WHAT YOU SHOULD DO
Please render the material below as a Markdown table with two columns, Row for the row number and Text for the line. Leave out blank lines and the pictures.
==*==
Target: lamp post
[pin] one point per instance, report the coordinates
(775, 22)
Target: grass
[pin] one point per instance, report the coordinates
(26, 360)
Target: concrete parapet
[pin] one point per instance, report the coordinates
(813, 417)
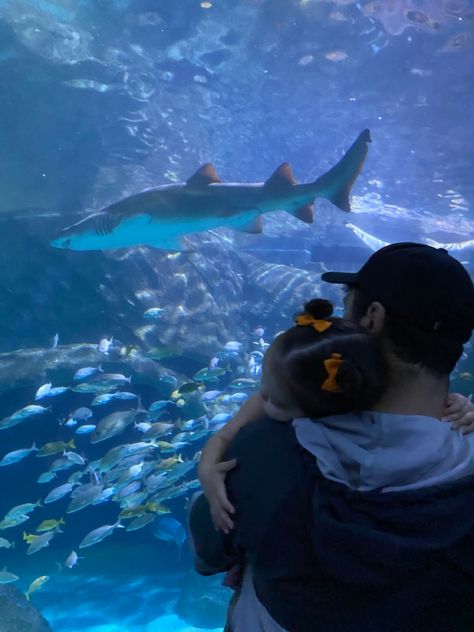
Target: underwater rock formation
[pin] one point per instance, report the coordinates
(28, 367)
(17, 614)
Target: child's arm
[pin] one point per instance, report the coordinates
(212, 471)
(460, 411)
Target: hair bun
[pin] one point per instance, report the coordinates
(319, 308)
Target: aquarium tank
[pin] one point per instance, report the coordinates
(159, 164)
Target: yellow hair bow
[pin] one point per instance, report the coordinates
(332, 365)
(318, 324)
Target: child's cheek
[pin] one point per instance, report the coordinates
(274, 412)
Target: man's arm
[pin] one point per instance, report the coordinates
(213, 550)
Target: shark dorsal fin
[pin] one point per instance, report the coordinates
(281, 177)
(206, 174)
(255, 226)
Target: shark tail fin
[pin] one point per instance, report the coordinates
(305, 213)
(338, 181)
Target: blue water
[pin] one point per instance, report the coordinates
(103, 99)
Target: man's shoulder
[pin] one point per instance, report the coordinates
(266, 432)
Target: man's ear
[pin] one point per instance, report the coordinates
(374, 318)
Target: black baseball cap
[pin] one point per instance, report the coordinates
(424, 284)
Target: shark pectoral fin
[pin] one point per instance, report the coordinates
(305, 213)
(338, 181)
(254, 226)
(205, 175)
(281, 178)
(174, 244)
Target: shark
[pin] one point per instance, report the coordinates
(161, 216)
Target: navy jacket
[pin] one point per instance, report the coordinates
(326, 558)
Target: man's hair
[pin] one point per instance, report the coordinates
(433, 350)
(298, 364)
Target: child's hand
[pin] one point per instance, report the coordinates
(212, 479)
(460, 411)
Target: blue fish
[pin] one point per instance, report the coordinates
(161, 216)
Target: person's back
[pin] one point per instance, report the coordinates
(331, 549)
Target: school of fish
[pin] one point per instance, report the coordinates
(154, 463)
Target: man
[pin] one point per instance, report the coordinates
(377, 533)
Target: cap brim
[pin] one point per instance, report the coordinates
(349, 278)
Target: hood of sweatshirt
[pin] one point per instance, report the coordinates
(375, 450)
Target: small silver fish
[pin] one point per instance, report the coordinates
(104, 345)
(86, 371)
(17, 455)
(43, 390)
(71, 559)
(97, 535)
(85, 429)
==*==
EXPECTED ANSWER
| Row | Text |
|---|---|
| 1 | Target: lamp post |
| 2 | [pin] one point per instance, report the coordinates |
| 3 | (775, 22) |
| 4 | Target: grass |
| 5 | [pin] one point per instance, report the coordinates |
| 6 | (26, 360) |
| 7 | Target: concrete parapet |
| 8 | [pin] one point per instance, report the coordinates |
| 9 | (813, 417) |
| 10 | Target: underwater rock formation |
| 11 | [pin] one point per instance, report the coordinates |
| 12 | (28, 367) |
| 13 | (17, 614) |
| 14 | Target: child's arm |
| 15 | [pin] one point per instance, report the coordinates |
| 16 | (212, 471) |
| 17 | (460, 411) |
| 18 | Target: hair bun |
| 19 | [pin] one point per instance, report the coordinates |
| 20 | (319, 308) |
| 21 | Target: aquarium tank |
| 22 | [pin] one point per instance, report the coordinates |
| 23 | (159, 164) |
| 24 | Target: yellow hair bow |
| 25 | [pin] one point per instance, report the coordinates |
| 26 | (332, 365) |
| 27 | (318, 324) |
| 28 | Target: child's cheek |
| 29 | [pin] one point per instance, report the coordinates |
| 30 | (274, 412) |
| 31 | Target: man's arm |
| 32 | [pin] one point per instance, report the coordinates |
| 33 | (213, 550) |
| 34 | Target: shark dorsal fin |
| 35 | [pin] one point per instance, report the coordinates |
| 36 | (281, 177) |
| 37 | (206, 174) |
| 38 | (255, 226) |
| 39 | Target: shark tail fin |
| 40 | [pin] one point per instance, report the coordinates |
| 41 | (305, 213) |
| 42 | (338, 181) |
| 43 | Target: blue water |
| 44 | [pin] one point per instance, report the coordinates |
| 45 | (103, 99) |
| 46 | Target: man's shoulder |
| 47 | [pin] one point per instance, report the coordinates |
| 48 | (266, 432) |
| 49 | Target: man's ear |
| 50 | [pin] one point per instance, report the coordinates |
| 51 | (374, 318) |
| 52 | Target: black baseball cap |
| 53 | [pin] one point per instance, report the coordinates |
| 54 | (424, 284) |
| 55 | Target: shark pectoral fin |
| 56 | [pin] one point per instance, report the coordinates |
| 57 | (305, 213) |
| 58 | (338, 181) |
| 59 | (254, 226) |
| 60 | (205, 175) |
| 61 | (281, 178) |
| 62 | (174, 244) |
| 63 | Target: shark |
| 64 | [pin] one point per instance, report the coordinates |
| 65 | (161, 216) |
| 66 | Target: navy jacket |
| 67 | [pin] one point per instance, report the coordinates |
| 68 | (326, 558) |
| 69 | Target: man's hair |
| 70 | [pin] one point per instance, report the coordinates |
| 71 | (433, 350) |
| 72 | (298, 364) |
| 73 | Target: child's hand |
| 74 | [pin] one point per instance, report the coordinates |
| 75 | (212, 479) |
| 76 | (460, 411) |
| 77 | Target: blue fish |
| 78 | [pin] one point per instance, report the coordinates |
| 79 | (161, 216) |
| 80 | Target: person's back |
| 81 | [pin] one point per instance, report the coordinates |
| 82 | (331, 549) |
| 83 | Target: school of fish |
| 84 | [pin] one point per instance, report the coordinates |
| 85 | (154, 463) |
| 86 | Target: man |
| 87 | [pin] one point per instance, report the coordinates |
| 88 | (377, 533) |
| 89 | Target: cap brim |
| 90 | [pin] one point per instance, report the coordinates |
| 91 | (349, 278) |
| 92 | Target: hood of sweatshirt |
| 93 | [pin] one point per instance, report the coordinates |
| 94 | (375, 450) |
| 95 | Target: small silver fish |
| 96 | [pin] one point per instance, report the coordinates |
| 97 | (104, 345) |
| 98 | (86, 371) |
| 99 | (17, 455) |
| 100 | (43, 390) |
| 101 | (71, 559) |
| 102 | (97, 535) |
| 103 | (85, 429) |